REQUIREMENTS ::
Please rewrite the forum thread from "I was married, got" up to and including "the wedding ceremony.", swapping each "Catholic" for "Roman Catholic".

Obviously what floats your boat is not floating hers anymore. I would say do her a favour and part ways, at least let her meet a guy who can be committed to her and note expect her to f*** guys in front of him. Your take on the Catholic faith (i am an ex catholic) is totally screwed up and it is just pure semantics to even talk about faith , religion or God in the same breath as gross fornication, that is what the bible calls sex outside of marriage which is says you must flee from. 
I don't know why I bothered to answer this post tbh


----------



## SasZ79 (Mar 14, 2015)

Im Catholic and all i have to say is WTF?


----------



## MJJEAN (Jun 26, 2015)

intheory said:


> @MJJEAN
> 
> Yeah, I'm not a Catholic.
> 
> But I was pretty certain that what you describe in your post, was the Catholic take on marriage.


I wasn't raised Catholic. I'm a convert.

I was married, got divorced, and civilly remarried a Catholic who wasn't practicing at the time. 10 years into the marriage, DH decided to return to the Church and become a practicing Catholic again. Because I had been previously married and divorced, I had to apply for Annulment of my first marriage so our marriage could be Convalidated (fancy word for having a civil marriage recognized by the Church) and my DH could return to the Sacraments. During this process, which I was doing for the sake of DH, I found a lot about the faith I liked and decided to convert.

The grounds for my annulment were that, when we married, neither my ex nor myself intended to be faithful and this was evidenced by the fact that we both had sex with other people before and after the wedding ceremony.

I did all of my own paperwork and spent literally 21 months of my life researching Canon Law related to marriage,filing papers, talking to priests, nuns, DRE's (religious ed directors) and Tribunal staff. 

My Decree of Nullity was granted this past spring. 



aine said:


> Obviously what floats your boat is not floating hers anymore. I would say do her a favour and part ways, at least let her meet a guy who can be committed to her and note expect her to f*** guys in front of him. Your take on the Catholic faith (i am an ex catholic) is totally screwed up and it is just pure semantics to even talk about faith , religion or God in the same breath as gross fornication, that is what the bible calls sex outside of marriage which is says you must flee from.
> I don't know why I bothered to answer this post tbh


It seems the OP believes we can sin, go to Confession, and then go right back to the sinning. It doesn't work that way. For a Confession to be valid, the Penitent MUST repent the sin and intend to try their very best to never commit that sin again.

INFORMATION SUPPLIED ::

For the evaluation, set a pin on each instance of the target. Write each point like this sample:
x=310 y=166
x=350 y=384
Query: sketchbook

--

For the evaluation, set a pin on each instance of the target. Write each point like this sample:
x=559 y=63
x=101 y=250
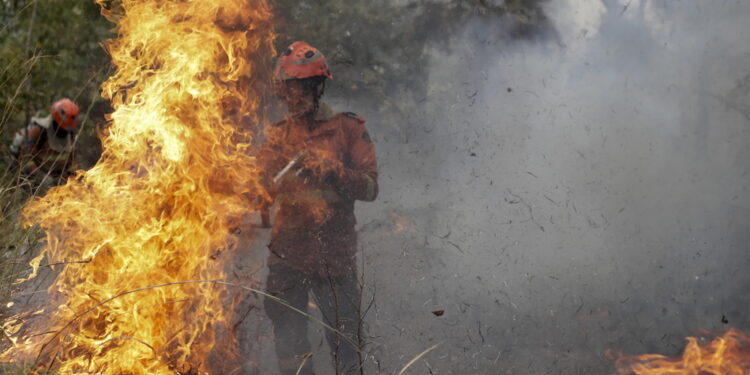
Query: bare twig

---

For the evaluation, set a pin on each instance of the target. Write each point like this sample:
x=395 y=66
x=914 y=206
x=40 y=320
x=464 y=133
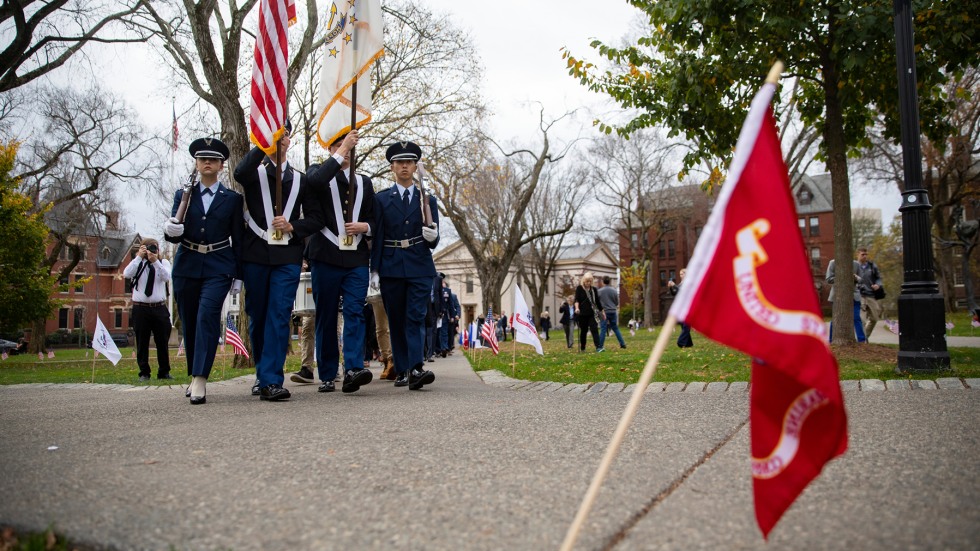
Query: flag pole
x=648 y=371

RESPONSE ::
I was married, got divorced, and civilly remarried a Roman Catholic who wasn't practicing at the time. 10 years into the marriage, DH decided to return to the Church and become a practicing Roman Catholic again. Because I had been previously married and divorced, I had to apply for Annulment of my first marriage so our marriage could be Convalidated (fancy word for having a civil marriage recognized by the Church) and my DH could return to the Sacraments. During this process, which I was doing for the sake of DH, I found a lot about the faith I liked and decided to convert.

The grounds for my annulment were that, when we married, neither my ex nor myself intended to be faithful and this was evidenced by the fact that we both had sex with other people before and after the wedding ceremony.